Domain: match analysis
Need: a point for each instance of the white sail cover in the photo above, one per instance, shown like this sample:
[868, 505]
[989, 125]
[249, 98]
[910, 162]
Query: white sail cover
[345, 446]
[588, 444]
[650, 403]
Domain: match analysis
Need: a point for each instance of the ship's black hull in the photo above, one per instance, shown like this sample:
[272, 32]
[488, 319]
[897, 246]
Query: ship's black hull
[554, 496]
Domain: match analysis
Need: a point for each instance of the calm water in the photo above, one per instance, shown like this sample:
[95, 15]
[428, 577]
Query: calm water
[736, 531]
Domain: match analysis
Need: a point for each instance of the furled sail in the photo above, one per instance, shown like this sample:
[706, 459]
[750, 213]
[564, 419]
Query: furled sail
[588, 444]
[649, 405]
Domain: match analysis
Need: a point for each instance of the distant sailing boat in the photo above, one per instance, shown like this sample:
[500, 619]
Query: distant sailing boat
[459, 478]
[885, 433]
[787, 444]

* * * *

**Written problem**
Rewrite all the lines above, changing every "match analysis" to "scene review" and leaving everything else as it is.

**Complete output**
Domain: scene review
Need: a point for each instance of the white sail cover in the photo above, one per instance, shown like this sample:
[868, 505]
[989, 125]
[249, 98]
[910, 162]
Query: white sail cover
[345, 446]
[588, 444]
[650, 403]
Domain: scene review
Need: a point for each instance of the ship's black hull in the photo above, one per instance, shown like this sample:
[272, 32]
[488, 319]
[897, 246]
Query: ship's black hull
[554, 496]
Domain: scene review
Need: a point for each instance of the calm water in the photo above, one per instance, shown like this sample:
[95, 15]
[428, 577]
Query: calm water
[736, 531]
Domain: scene review
Need: a point for each instance of the furled sail in the photo above, one per instance, shown like this sample:
[706, 459]
[750, 213]
[564, 419]
Query: furled sail
[588, 444]
[649, 405]
Domain: scene review
Need: a point for each instance of the distant sailing boat in the photo above, one per instance, shown like this sample:
[500, 619]
Query: distant sailing boat
[459, 478]
[885, 433]
[787, 444]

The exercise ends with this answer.